**Records of labeled points:**
━━━━━━

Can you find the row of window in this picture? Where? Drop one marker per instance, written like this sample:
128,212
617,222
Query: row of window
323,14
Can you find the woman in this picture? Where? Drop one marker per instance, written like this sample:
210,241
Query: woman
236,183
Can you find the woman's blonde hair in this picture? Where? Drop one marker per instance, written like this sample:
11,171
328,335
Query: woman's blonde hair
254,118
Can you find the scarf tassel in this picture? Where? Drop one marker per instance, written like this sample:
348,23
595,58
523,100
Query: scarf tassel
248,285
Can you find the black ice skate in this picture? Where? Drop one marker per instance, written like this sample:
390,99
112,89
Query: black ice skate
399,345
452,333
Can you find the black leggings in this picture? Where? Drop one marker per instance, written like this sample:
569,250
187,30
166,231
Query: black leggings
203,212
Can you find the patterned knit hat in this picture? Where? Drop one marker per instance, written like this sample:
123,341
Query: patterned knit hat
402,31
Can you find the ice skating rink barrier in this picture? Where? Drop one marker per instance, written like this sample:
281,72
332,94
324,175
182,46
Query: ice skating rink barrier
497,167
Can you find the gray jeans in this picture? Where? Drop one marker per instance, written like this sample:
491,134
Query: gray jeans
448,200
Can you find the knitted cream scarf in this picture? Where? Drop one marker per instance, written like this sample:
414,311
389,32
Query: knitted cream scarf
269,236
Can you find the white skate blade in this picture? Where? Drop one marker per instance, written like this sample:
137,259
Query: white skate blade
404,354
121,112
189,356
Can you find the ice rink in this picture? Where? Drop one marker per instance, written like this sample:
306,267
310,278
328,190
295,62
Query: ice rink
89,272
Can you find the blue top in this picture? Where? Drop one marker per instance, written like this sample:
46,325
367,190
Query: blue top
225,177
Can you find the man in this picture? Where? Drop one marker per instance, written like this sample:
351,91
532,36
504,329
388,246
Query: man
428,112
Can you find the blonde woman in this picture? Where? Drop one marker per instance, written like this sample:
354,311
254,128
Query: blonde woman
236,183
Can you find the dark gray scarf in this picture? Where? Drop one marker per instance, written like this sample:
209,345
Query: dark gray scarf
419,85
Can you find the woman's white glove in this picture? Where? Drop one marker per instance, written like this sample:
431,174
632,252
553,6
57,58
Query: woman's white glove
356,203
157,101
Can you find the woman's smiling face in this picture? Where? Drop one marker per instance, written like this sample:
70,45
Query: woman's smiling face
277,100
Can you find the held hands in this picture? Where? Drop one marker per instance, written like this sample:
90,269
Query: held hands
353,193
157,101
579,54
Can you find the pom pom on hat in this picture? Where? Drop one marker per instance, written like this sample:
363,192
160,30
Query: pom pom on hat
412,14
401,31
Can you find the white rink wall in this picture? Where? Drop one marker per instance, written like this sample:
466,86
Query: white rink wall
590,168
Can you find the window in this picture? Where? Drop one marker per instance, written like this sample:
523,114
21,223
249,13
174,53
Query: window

━━━━━━

**TASK DIRECTIONS:** Put the lines above into a Markdown table with the columns No. and Line. Number each row, and leave out any blank lines.

**SOLUTION TO THIS PROBLEM:**
| No. | Line |
|---|---|
| 1 | Can you find the row of window in this picture? Where? Drop one marker per instance, written like this sample: |
| 2 | 128,212 |
| 3 | 617,222 |
| 4 | Query: row of window |
| 5 | 323,14 |
| 6 | Can you find the woman in this picture? Where? Drop one marker per instance, written like this sample: |
| 7 | 210,241 |
| 8 | Query: woman |
| 9 | 236,183 |
| 10 | Can you find the woman's blonde hair in this picture? Where? Drop one marker per instance, written like this sample: |
| 11 | 11,171 |
| 12 | 328,335 |
| 13 | Query: woman's blonde hair |
| 14 | 254,118 |
| 15 | Can you find the scarf tassel in this picture? Where? Drop one marker per instance, written like this sample: |
| 16 | 348,23 |
| 17 | 595,58 |
| 18 | 523,100 |
| 19 | Query: scarf tassel |
| 20 | 248,285 |
| 21 | Can you find the black ice skate in this picture? Where? Drop one marker per instance, written like this sample: |
| 22 | 390,99 |
| 23 | 112,89 |
| 24 | Query: black ice skate |
| 25 | 399,345 |
| 26 | 452,333 |
| 27 | Can you find the black leggings in this picture? Where? Drop one marker per instance, written like this sample: |
| 28 | 569,250 |
| 29 | 187,30 |
| 30 | 166,231 |
| 31 | Query: black leggings |
| 32 | 203,212 |
| 33 | Can you find the patterned knit hat in this picture? Where? Drop one marker per instance, written like this sample: |
| 34 | 123,341 |
| 35 | Query: patterned knit hat |
| 36 | 402,31 |
| 37 | Can you find the ice skating rink barrier in this picture? Where? Drop one marker per instance, written like this sample: |
| 38 | 281,72 |
| 39 | 332,94 |
| 40 | 324,175 |
| 41 | 182,46 |
| 42 | Query: ice skating rink barrier |
| 43 | 497,167 |
| 44 | Can you find the gray jeans in this picture? Where? Drop one marker per instance, written like this sample: |
| 45 | 491,134 |
| 46 | Query: gray jeans |
| 47 | 448,200 |
| 48 | Can you find the knitted cream scarf in this picture? Where? Drop one marker per instance, written like this sample: |
| 49 | 414,311 |
| 50 | 389,32 |
| 51 | Query: knitted cream scarf |
| 52 | 269,236 |
| 53 | Can you find the white skate blade in this picture? Where? Drop one marker per instance, written like this sample: |
| 54 | 137,259 |
| 55 | Query: white skate blade |
| 56 | 404,354 |
| 57 | 121,112 |
| 58 | 189,356 |
| 59 | Can you find the ice rink in this picture? Where? Drop one marker per instance, written like this sample: |
| 60 | 306,267 |
| 61 | 310,278 |
| 62 | 328,190 |
| 63 | 295,62 |
| 64 | Query: ice rink |
| 65 | 89,272 |
| 66 | Can you find the blue top in this picture? Where? Drop one marker per instance, written like this sample: |
| 67 | 46,325 |
| 68 | 367,190 |
| 69 | Query: blue top |
| 70 | 225,177 |
| 71 | Can you find the man in this picture? Where? Drop one marker per instance, written like this sample: |
| 72 | 351,91 |
| 73 | 532,36 |
| 74 | 504,329 |
| 75 | 388,246 |
| 76 | Query: man |
| 77 | 428,112 |
| 78 | Can you find the blonde woman in this picture? Where? Drop one marker per instance, written like this sample: |
| 79 | 354,311 |
| 80 | 254,128 |
| 81 | Query: blonde woman |
| 82 | 236,183 |
| 83 | Can you find the dark gray scarf in this picture? Where? Drop one marker per instance, written like this sample: |
| 84 | 209,345 |
| 85 | Query: dark gray scarf |
| 86 | 419,85 |
| 87 | Can you find the woman's white glove in this picture? Where? Drop one marker per instance, written like this sample: |
| 88 | 431,174 |
| 89 | 632,252 |
| 90 | 553,6 |
| 91 | 57,58 |
| 92 | Query: woman's white glove |
| 93 | 356,203 |
| 94 | 157,101 |
| 95 | Can you find the woman's smiling face in this picture? Where? Drop one marker per instance, written like this sample: |
| 96 | 70,45 |
| 97 | Query: woman's smiling face |
| 98 | 277,100 |
| 99 | Can you find the held hands in this picture? Where? Drop one marker per instance, written like this sample: |
| 100 | 90,269 |
| 101 | Query: held hands |
| 102 | 353,193 |
| 103 | 157,101 |
| 104 | 579,54 |
| 105 | Can you find the pom pom on hat in this picture? Where? Drop one marker per instance, written like this sample: |
| 106 | 363,192 |
| 107 | 160,30 |
| 108 | Query: pom pom on hat |
| 109 | 412,14 |
| 110 | 401,31 |
| 111 | Can you find the white rink wall in this picture? Where? Drop one marker per instance, written like this sample: |
| 112 | 466,86 |
| 113 | Query: white rink wall |
| 114 | 590,168 |
| 115 | Can you find the window in this picture? Where? Drop one marker per instance, written like this sample: |
| 116 | 523,114 |
| 117 | 21,223 |
| 118 | 249,13 |
| 119 | 174,53 |
| 120 | Query: window |